## Prompt
Rewrite every line of the entries below, requests included, scaling each coordinate in the answers by 1.85 and rounding to the nearest whole number, with halves rounded up.

## Excerpts of location labeling data
▬▬▬▬▬▬▬▬▬▬

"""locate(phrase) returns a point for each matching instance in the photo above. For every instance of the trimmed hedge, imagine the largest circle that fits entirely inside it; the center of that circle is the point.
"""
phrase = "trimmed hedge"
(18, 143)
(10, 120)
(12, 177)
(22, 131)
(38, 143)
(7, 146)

▬▬▬▬▬▬▬▬▬▬

## Finished task
"""locate(phrase) returns a point for each matching instance in the photo above. For every instance of the trimmed hedge, imagine the largest circle that fits entirely inside it; the center of that circle is the point.
"""
phrase = "trimmed hedge"
(33, 265)
(19, 222)
(22, 327)
(41, 242)
(70, 265)
(13, 270)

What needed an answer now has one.